Render every line of the entries below as a JSON list of strings, one string per line, leaving out any blank lines.

▬▬▬▬▬▬

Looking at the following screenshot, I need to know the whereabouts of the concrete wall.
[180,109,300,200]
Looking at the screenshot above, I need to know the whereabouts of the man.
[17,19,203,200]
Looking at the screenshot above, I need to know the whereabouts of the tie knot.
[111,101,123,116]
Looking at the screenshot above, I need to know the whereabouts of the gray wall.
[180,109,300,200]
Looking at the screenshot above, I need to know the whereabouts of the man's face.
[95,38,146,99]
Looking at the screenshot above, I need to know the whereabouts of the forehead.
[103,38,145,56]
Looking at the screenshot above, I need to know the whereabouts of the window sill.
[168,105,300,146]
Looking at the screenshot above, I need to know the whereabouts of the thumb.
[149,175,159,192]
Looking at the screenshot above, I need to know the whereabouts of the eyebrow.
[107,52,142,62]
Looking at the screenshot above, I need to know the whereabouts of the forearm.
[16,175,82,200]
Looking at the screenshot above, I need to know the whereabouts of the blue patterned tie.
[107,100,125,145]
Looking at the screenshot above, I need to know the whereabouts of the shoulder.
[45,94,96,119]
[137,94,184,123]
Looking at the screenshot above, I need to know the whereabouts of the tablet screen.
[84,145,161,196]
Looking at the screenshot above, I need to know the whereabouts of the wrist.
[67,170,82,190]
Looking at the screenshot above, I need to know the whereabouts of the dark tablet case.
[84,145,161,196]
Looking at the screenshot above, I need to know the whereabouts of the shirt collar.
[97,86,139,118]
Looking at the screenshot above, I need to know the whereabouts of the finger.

▬▬▬▬▬▬

Solution to the problem:
[
  "Looking at the following screenshot, I need to know the whereabouts of the concrete wall.",
  "[180,109,300,200]",
  "Looking at the screenshot above, I need to know the whereabouts of the man.",
  "[17,19,203,200]",
  "Looking at the screenshot above, I need to know the whereabouts of the tie knot.",
  "[111,101,123,116]",
  "Looking at the screenshot above, I need to know the whereabouts of the gray wall.",
  "[180,109,300,200]",
  "Looking at the screenshot above, I need to know the whereabouts of the man's face.",
  "[95,38,146,99]",
  "Looking at the screenshot above, I need to know the whereabouts of the forehead.",
  "[103,38,145,56]",
  "Looking at the screenshot above, I need to know the whereabouts of the window sill.",
  "[168,105,300,146]",
  "Looking at the screenshot above, I need to know the whereabouts of the thumb.",
  "[149,175,159,192]",
  "Looking at the screenshot above, I need to know the whereabouts of the eyebrow.",
  "[107,52,142,62]",
  "Looking at the screenshot above, I need to know the whereabouts of the forearm.",
  "[16,175,82,200]",
  "Looking at the screenshot above, I need to know the whereabouts of the blue patterned tie.",
  "[107,100,125,145]",
  "Looking at the screenshot above, I need to know the whereabouts of the shoulder.",
  "[45,94,96,119]",
  "[137,94,184,123]",
  "Looking at the screenshot above, I need to know the whereabouts of the tablet screen.",
  "[84,145,161,196]",
  "Looking at the screenshot above, I need to know the whereabouts of the wrist.",
  "[67,170,82,190]",
  "Looking at the screenshot above, I need to know the whereabouts of the dark tablet case.",
  "[84,145,161,196]",
  "Looking at the screenshot above, I need to know the whereabouts of the shirt collar.",
  "[97,86,139,118]",
  "Looking at the screenshot above, I need to know the whereabouts of the finger."
]